** START OF EXTRACTED TEXT **

Small Business Development Budget Review and Recommendations Report

Small Business Development

20 October 2015
Chairperson: Ms N Bhengu (ANC)
Share this page:

Meeting Summary

The Content Advisor to the Portfolio Committee of Small Business presented the draft of the Budget Review and Recommendation Report (BRRR). He said the BRRR entailed all the issues discussed, deliberated and recommended by the Committee, and most of these had been about financing and the working of the administration. In crafting the report, what had been considered were the policy focus areas which were relevant to the Committee. These included the National Development Plan (NDP) in order to achieve 90% of the nine million jobs targeted for 2030, the Medium Term Strategic Framework (MTSF), where unemployment had to decrease by 14% by 2020, the eradication of poverty and another policies emanating from the State of the Nation Address (SONA), and for the 30% appropriated to state procurement to be used for purchases from SMMEs and cooperatives.

One of the interactions the Committee had had with small, medium and micro enterprises (SMME’s) and cooperatives last year had been to find out the challenges faced by these entities. Such information had been gathered, and the main challenges that stakeholders had in common included lack of market access, lack of finance, very high interest charged by the development finance institutions (DFIs), poor infrastructure, lack of adequate support, electricity services and the high costs of fragmented services offered by government.

The Department’s recommendations to the Minister of Finance were for a one-stop shop for provision of the Small Enterprise Development Agency (SEDA) and Small Enterprise Finance Agency (SEFA); a strategic workshop with all stakeholders in order to develop a sound vision, mission and strategic plan which should act as springboard to develop a master plan for the development of cooperatives and SMMEs that would be known and followed by all in the government; a credible data source on SMMEs and cooperatives; a review of the current model of intermediaries that were using microfinance; to produce a commercial plan to deal with impediments to SMMEs’ development goals and promotion, including financial regulations; and also to conduct a government review of all businesses to assess whether special conditions were required.

The Chairperson raised a concern about not getting a response from the Minister of the Department of Small Business Development to questions that she needed to respond to in the Report. She said that a letter had been received from the House stating that there had been an extension for finalising the adoption of committee BRRRs. She recommended that the report be worked on at the next meeting on the following day and the adaptations be done on 28 October.

Meeting report

Mr Xolisile Mgxaji, Content Advisor to the Portfolio Committee, said the drafted Budget Review and Recommendation Report (BRRR) was compulsory and entailed all the issues discussed, deliberated and recommended by the Committee, most of which were about financing and working of administration. Last year, one of the proposals in the BRRR had been to allocate the funds proposed to the Department of Small Business Development (DSBD) and the Minister of Finance had approved this proposal. Another recommendation had been that there should be a stand-alone vote, and there had been interaction with the Minister of the DSBD. However, a response about this recommendation was still awaited.

 

One of the interactions the Committee had had with small, medium and micro enterprises (SMME’s) and cooperatives last year had been to find out the challenges faced by these entities. Such information had been gathered, and the main challenges that stakeholders had in common included lack of market access, lack of finance, very high interest charged by the development finance institutions (DFIs), poor infrastructure, lack of adequate support, electricity services and the high costs of fragmented services offered by government.

** END OF EXTRACTED TEXT **

_TASKS TO PERFORM:_
a) In the small business budget review report, on what date did the Chairperson recommend that the adaptations be done?
b) Continue the small business budget review report from the point where it stops.

** START OF DATA ROWS **

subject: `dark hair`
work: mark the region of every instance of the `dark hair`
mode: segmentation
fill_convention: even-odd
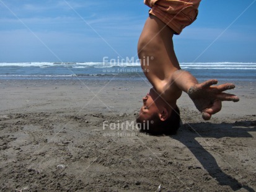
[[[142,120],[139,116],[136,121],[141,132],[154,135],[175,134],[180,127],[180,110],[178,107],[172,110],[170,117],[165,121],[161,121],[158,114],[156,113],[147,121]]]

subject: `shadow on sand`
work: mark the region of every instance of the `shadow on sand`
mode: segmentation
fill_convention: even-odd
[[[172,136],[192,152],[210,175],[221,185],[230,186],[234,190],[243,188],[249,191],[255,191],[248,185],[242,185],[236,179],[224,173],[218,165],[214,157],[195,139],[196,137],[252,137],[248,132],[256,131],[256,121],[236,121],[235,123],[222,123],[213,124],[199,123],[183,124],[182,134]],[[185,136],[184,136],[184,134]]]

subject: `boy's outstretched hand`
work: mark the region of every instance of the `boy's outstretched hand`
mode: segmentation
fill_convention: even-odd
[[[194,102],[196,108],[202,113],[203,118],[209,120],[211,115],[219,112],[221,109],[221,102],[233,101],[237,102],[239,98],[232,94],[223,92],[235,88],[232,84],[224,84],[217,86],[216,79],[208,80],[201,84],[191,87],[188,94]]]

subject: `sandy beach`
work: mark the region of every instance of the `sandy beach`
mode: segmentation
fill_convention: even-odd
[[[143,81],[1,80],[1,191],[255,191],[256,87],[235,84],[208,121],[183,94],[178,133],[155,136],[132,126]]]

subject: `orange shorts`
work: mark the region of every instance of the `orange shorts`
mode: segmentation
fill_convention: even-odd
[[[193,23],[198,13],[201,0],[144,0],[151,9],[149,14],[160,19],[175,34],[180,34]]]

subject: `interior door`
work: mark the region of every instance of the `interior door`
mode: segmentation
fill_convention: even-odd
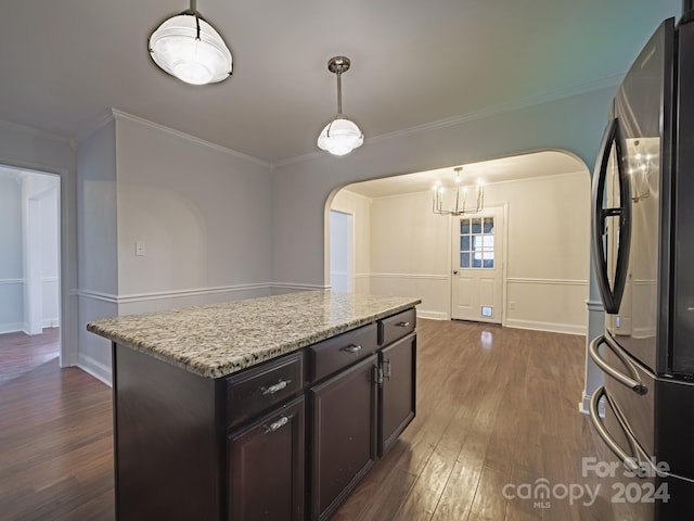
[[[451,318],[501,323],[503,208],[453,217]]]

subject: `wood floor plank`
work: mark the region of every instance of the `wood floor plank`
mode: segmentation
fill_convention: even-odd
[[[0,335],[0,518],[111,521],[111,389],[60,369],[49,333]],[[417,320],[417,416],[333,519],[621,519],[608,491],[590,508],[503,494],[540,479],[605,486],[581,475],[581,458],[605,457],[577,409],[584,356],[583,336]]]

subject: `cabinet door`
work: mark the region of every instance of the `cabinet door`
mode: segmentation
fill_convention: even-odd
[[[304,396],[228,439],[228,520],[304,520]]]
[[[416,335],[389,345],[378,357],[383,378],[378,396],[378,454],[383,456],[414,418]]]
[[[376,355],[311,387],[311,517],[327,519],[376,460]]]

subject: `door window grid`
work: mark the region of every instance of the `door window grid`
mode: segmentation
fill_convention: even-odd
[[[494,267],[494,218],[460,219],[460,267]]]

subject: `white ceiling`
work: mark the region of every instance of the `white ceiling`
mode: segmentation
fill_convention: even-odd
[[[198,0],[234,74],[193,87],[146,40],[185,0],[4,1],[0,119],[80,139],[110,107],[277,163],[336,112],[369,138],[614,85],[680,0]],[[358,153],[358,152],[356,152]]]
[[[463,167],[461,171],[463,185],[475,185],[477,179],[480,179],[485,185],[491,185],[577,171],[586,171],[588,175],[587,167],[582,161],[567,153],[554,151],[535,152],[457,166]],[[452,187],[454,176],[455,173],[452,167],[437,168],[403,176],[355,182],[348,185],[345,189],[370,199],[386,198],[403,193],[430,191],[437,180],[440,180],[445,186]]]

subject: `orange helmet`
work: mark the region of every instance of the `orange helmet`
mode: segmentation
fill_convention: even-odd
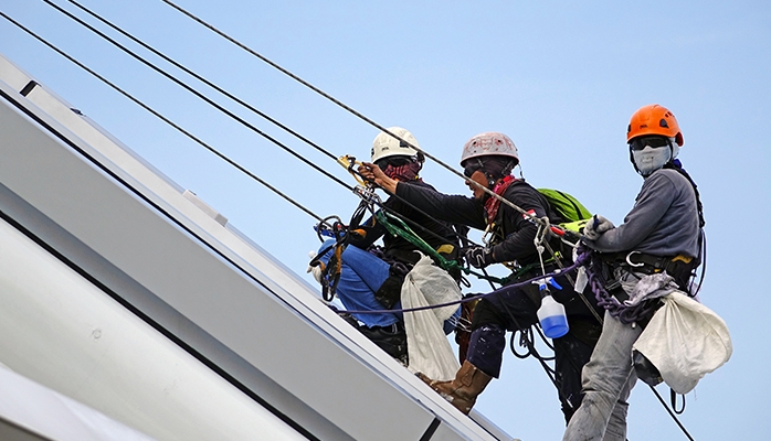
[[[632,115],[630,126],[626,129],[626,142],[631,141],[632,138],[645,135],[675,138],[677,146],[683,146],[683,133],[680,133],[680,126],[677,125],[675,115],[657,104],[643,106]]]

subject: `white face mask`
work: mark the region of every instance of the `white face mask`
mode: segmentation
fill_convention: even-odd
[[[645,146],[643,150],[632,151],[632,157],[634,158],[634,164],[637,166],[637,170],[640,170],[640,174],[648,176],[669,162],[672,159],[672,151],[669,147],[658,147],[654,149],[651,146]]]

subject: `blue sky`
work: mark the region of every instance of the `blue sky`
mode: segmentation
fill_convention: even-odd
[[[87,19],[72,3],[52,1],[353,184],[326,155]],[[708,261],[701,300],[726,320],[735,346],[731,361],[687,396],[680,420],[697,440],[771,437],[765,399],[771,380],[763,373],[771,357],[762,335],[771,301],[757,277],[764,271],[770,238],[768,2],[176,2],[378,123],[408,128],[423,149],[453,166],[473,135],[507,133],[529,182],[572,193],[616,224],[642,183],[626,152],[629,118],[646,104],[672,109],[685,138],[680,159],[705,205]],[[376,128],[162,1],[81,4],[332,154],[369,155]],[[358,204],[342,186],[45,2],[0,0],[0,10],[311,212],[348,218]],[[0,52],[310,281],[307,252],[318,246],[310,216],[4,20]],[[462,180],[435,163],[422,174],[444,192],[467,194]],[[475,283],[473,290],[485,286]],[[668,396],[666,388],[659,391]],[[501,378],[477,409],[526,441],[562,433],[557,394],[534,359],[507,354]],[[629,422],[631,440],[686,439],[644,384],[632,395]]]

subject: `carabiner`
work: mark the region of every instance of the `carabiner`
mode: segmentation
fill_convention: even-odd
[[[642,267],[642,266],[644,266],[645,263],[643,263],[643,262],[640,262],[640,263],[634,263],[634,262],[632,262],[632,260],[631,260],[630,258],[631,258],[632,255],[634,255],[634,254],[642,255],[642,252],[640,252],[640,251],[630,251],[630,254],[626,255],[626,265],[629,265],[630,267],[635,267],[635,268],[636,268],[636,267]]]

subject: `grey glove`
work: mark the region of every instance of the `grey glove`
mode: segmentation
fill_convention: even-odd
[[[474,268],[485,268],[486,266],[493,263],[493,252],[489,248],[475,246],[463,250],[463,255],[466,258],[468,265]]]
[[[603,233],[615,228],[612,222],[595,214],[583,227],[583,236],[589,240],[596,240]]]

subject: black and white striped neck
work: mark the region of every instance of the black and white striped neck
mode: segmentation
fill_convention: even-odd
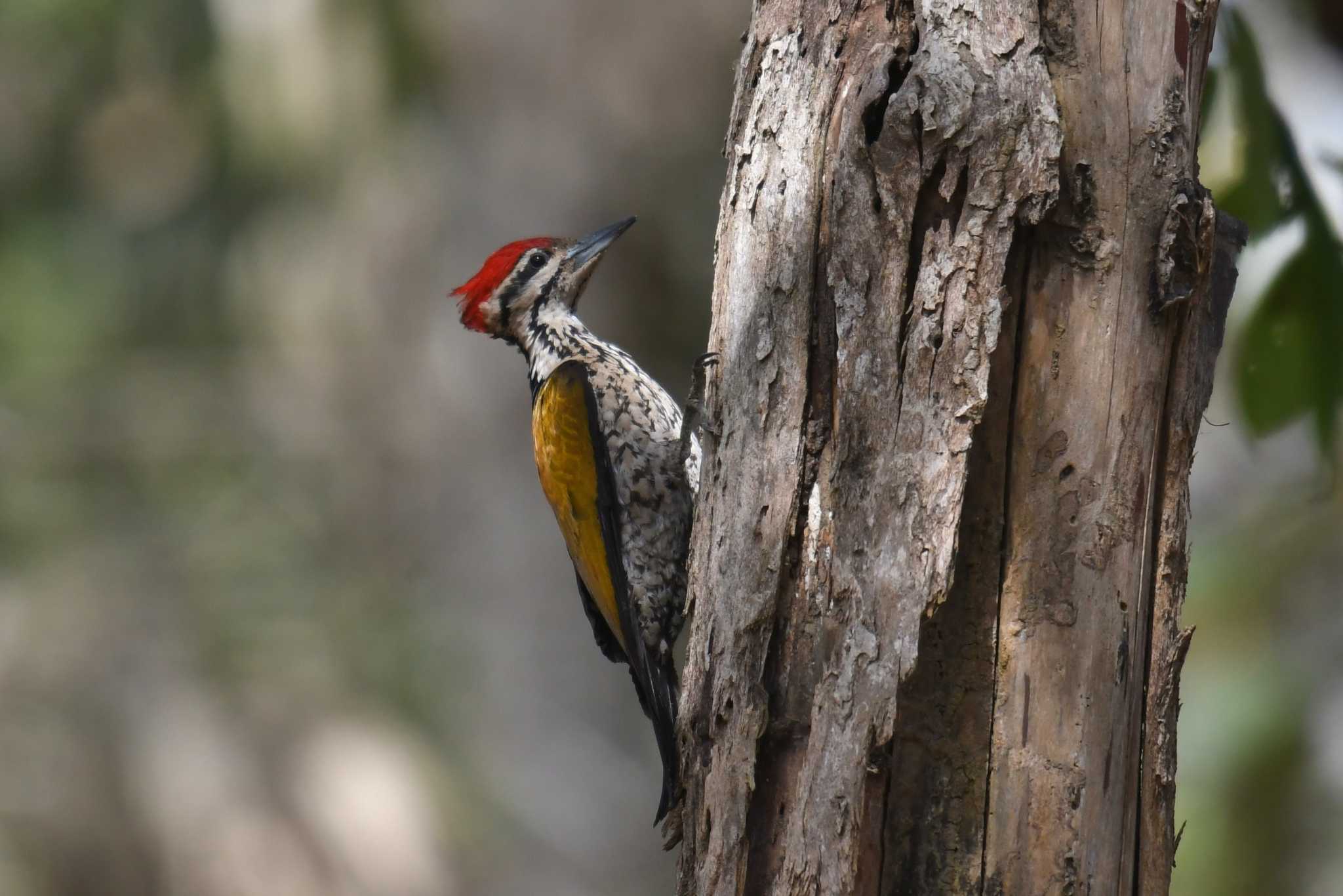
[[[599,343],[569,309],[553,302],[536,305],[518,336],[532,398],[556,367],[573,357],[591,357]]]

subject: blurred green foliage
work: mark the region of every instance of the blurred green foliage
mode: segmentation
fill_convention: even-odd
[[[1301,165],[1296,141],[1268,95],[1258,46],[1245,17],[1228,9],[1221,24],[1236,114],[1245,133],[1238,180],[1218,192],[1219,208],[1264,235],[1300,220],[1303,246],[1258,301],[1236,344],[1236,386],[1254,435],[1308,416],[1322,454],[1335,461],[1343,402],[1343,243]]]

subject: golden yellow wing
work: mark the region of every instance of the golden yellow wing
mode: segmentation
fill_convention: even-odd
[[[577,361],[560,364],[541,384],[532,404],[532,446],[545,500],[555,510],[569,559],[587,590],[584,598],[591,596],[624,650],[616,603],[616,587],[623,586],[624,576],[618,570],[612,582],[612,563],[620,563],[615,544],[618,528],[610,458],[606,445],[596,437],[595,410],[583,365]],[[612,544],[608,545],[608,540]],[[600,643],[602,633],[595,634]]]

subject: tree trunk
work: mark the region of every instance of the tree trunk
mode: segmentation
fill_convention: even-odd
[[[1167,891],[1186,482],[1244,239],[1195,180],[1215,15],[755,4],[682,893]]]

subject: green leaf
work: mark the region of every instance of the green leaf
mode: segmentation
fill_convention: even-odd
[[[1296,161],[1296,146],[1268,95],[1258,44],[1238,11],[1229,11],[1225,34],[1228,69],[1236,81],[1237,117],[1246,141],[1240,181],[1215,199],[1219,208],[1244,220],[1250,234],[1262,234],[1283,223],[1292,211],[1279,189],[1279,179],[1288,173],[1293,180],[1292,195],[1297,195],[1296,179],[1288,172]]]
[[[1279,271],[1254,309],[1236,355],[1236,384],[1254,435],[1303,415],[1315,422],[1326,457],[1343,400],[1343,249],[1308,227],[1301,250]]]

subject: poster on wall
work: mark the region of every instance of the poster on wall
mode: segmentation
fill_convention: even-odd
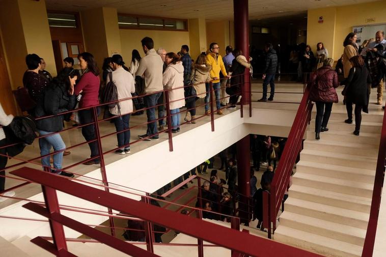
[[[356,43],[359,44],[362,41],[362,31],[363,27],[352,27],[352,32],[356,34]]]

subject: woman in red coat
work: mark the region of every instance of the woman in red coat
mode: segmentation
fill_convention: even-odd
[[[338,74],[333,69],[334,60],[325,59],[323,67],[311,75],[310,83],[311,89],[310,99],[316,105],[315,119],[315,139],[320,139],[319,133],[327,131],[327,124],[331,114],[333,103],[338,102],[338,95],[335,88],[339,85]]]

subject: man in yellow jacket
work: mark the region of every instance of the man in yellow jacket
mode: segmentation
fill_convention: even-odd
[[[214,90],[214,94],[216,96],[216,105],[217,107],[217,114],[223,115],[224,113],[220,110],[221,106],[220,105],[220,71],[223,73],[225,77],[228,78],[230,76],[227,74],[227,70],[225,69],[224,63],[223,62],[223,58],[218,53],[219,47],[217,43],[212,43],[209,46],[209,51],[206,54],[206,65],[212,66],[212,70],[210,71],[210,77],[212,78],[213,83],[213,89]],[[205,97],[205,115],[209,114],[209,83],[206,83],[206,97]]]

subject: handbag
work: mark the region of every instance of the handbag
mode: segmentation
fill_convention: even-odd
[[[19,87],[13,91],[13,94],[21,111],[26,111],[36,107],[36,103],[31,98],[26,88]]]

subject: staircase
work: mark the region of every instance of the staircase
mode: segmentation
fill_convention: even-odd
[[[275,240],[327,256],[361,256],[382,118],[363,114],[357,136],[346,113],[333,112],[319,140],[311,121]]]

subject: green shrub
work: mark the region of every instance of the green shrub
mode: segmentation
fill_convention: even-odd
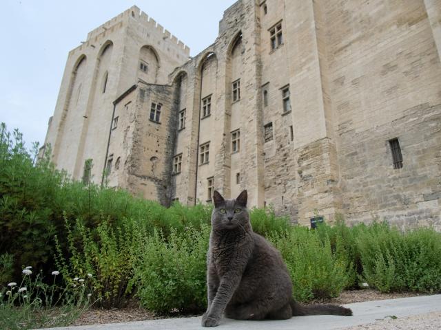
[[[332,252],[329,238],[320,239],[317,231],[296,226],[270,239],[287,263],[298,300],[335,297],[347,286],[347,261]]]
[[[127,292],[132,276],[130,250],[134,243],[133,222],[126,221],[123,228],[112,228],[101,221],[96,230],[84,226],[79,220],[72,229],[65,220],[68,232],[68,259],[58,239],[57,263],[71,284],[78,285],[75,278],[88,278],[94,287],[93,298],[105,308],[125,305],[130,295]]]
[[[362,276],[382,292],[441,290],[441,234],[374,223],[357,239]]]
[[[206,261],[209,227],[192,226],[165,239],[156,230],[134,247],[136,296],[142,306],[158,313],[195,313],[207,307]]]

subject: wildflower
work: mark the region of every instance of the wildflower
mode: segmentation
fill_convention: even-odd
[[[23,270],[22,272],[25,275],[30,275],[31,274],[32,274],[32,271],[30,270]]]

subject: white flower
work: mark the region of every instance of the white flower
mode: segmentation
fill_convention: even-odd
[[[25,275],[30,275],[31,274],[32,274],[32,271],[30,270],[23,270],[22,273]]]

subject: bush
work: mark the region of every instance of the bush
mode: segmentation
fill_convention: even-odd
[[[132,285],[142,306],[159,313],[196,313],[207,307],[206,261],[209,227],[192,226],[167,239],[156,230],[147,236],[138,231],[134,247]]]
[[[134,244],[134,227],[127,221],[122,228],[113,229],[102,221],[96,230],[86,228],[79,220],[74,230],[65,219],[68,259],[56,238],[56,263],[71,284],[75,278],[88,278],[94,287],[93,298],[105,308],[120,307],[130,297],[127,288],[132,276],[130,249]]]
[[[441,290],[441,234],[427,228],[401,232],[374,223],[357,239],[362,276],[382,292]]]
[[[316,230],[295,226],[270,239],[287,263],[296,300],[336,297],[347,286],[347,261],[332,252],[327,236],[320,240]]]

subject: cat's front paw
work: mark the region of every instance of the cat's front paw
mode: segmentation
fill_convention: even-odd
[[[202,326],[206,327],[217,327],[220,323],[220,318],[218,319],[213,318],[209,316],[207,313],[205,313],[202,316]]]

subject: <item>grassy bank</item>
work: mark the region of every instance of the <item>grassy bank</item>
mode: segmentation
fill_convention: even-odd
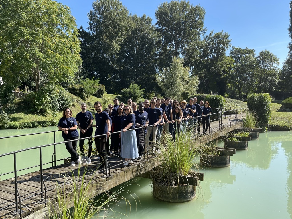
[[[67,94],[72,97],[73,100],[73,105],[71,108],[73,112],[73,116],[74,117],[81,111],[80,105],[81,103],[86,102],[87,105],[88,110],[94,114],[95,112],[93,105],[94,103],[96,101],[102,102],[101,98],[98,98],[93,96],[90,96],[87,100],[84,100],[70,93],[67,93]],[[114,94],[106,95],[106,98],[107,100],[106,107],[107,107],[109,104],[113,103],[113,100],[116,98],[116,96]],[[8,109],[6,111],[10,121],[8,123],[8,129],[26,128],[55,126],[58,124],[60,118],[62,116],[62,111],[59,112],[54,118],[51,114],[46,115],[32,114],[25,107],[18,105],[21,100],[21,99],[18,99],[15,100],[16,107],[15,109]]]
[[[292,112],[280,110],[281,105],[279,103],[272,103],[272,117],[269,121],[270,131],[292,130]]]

** END OF DATA ROWS **

_RESULTS:_
a) 28 October

b)
 

At the workshop held in August, where the Committee had assessed the relevance of the financial instruments that DFIs were using to service their clients, its findings had included that there was a mismatch of products they offered to clients, there was no clarity on the requirements, and the budget kept on decreasing. The assessment had been needed because the Committee had to argue these points in case of additional funding being required. To craft the report, the policy focus areas which were relevant to the Committee had been considered. These focus areas included the National Development Plan (NDP) in order to achieve 90% of the nine million jobs targeted for 2030, the Medium Term Strategic Framework (MTSF), where unemployment had to decrease by 14% by 2020, the eradication of poverty and another policies emanating from the State of the Nation Address (SONA), and for the 30% appropriated to state procurement being used for purchases from SMMEs and cooperatives.

 

The National Treasury was currently drafting the Procurement Bill, which would repeal the current Preferential Procurement Policy Framework Act (PPPFA) to be able to achieve the 30% which needed to be set aside for SMMEs and Cooperatives. The Bill would be completed by December. Another policy was the 75% local content policy, which was administered by the Department of Trade and Industry (DTI). The DSBD had started training SMMEs and cooperatives so that they could benefit from this kind of policy.

 

The aims going forward were therefore to achieve the policies emanating from the SONA, the NDP, the MSTF and also outcome 4 (decent employment through inclusive growth). In June last year, the Committee had adopted the final strategic plan of the Department. Its five strategic objectives had been highlighted and were currently being deliberated in the preparation of the BRRR. The Committee had raised concerns with the vision and mission.

Financial Performance Assessment and Service Delivery Performance

Mr Mgxaji said the Committee would assess of the Department for the year, and for the two quarters of the current financial year. The financial and non-financial performance had to be linked to determine whether the amount it had spent was commensurate with what had been achieved. The Department had spent 97% of its budget in the previous financial year, but it had recorded a lot of non-achievements, so there was a bit of anomaly in what it had spend and what had been achieved.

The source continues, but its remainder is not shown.